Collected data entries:

------------------------------

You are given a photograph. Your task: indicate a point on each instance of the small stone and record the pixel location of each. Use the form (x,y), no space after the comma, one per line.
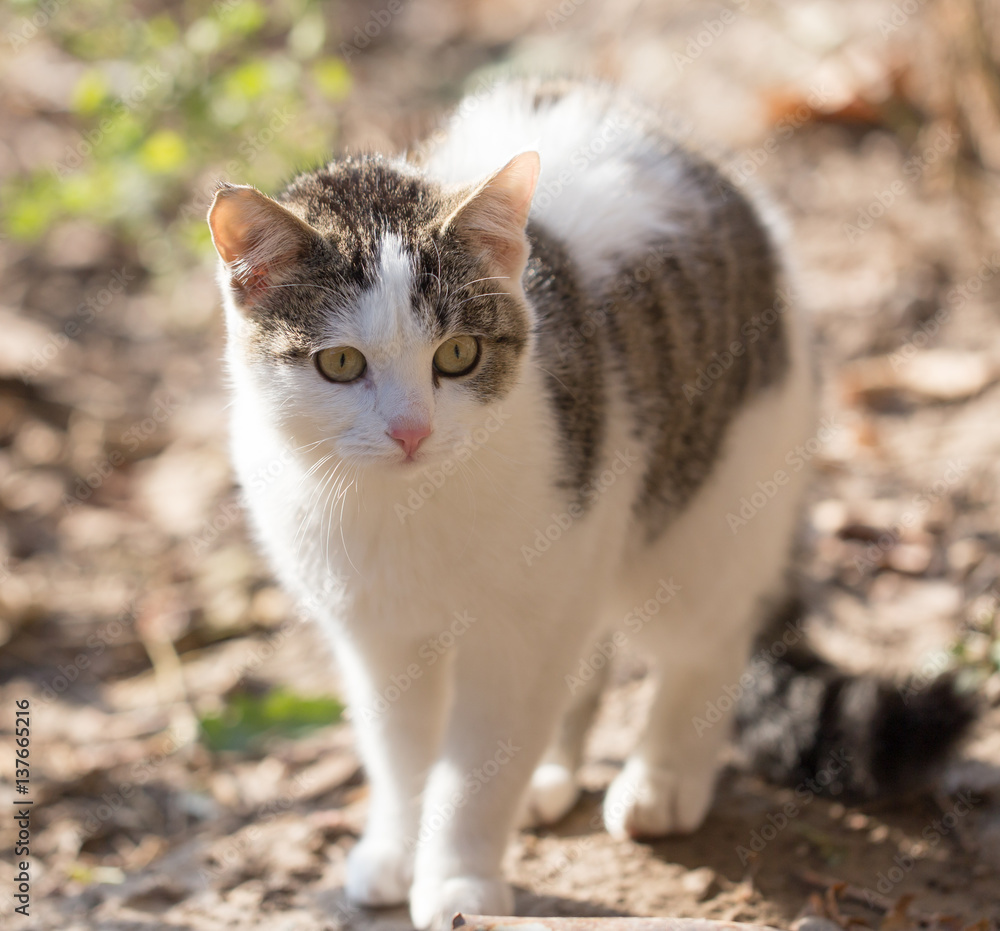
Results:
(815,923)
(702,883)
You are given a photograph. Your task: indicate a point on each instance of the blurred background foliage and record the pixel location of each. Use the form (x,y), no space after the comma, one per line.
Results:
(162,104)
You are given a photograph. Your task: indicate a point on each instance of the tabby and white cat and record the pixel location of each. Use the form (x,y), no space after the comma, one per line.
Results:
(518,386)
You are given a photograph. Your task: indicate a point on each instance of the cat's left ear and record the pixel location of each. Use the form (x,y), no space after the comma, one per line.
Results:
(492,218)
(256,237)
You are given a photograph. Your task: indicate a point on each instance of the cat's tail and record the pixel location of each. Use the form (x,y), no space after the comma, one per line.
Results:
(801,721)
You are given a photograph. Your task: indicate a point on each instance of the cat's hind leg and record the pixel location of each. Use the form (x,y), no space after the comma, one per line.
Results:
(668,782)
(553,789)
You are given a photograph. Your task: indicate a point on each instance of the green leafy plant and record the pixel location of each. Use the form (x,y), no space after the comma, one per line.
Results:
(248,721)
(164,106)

------------------------------

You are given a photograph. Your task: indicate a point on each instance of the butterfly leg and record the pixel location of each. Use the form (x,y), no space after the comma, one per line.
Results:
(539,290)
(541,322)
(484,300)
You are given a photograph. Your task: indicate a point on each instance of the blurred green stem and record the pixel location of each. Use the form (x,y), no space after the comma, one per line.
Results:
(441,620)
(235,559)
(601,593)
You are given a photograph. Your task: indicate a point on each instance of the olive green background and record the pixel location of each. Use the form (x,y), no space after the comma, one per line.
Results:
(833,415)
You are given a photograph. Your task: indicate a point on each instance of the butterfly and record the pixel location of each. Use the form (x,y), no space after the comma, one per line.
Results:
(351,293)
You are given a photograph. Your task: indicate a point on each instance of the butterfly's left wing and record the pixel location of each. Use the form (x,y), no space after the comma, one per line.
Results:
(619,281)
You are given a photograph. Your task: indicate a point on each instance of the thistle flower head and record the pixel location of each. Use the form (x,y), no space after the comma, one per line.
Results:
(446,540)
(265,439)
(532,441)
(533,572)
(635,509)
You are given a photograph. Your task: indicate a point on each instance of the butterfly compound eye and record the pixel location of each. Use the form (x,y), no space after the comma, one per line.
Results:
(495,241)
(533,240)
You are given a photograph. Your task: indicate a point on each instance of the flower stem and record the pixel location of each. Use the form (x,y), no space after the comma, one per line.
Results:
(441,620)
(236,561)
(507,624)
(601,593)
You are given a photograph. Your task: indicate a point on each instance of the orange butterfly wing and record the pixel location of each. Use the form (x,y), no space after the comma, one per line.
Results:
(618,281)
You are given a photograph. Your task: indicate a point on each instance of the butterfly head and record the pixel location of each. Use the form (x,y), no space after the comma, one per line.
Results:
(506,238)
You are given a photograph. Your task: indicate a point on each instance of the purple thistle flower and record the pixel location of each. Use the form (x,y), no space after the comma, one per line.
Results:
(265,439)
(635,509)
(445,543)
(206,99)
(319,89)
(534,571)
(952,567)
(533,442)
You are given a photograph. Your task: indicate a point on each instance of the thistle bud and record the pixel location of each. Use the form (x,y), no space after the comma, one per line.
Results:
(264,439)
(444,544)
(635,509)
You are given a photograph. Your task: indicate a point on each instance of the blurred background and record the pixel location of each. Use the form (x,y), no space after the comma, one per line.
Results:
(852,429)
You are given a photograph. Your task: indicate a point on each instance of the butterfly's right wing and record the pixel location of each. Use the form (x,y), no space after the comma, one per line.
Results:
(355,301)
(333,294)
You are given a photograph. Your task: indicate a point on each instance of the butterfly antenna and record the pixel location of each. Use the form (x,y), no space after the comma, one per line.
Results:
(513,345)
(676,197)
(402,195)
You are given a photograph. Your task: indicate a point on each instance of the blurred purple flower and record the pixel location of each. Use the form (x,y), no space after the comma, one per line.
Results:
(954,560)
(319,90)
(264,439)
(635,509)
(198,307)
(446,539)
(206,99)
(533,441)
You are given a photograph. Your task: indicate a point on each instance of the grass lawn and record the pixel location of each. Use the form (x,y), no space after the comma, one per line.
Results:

------------------------------

Written exercise >>
Identify and copy every line of the rows that contains the word "purple". Case counts.

Written answer >>
You are given a photograph. Your task: indicate a point on each instance of the purple thistle flower and record the pixel location of each. Use the form (x,y), no space after the comma, one per line.
You are given a photograph. Your task: indicate a point on each instance of the blurred purple flower and record the pixel location of each. Use the form (x,y), no space after the comma, one per line.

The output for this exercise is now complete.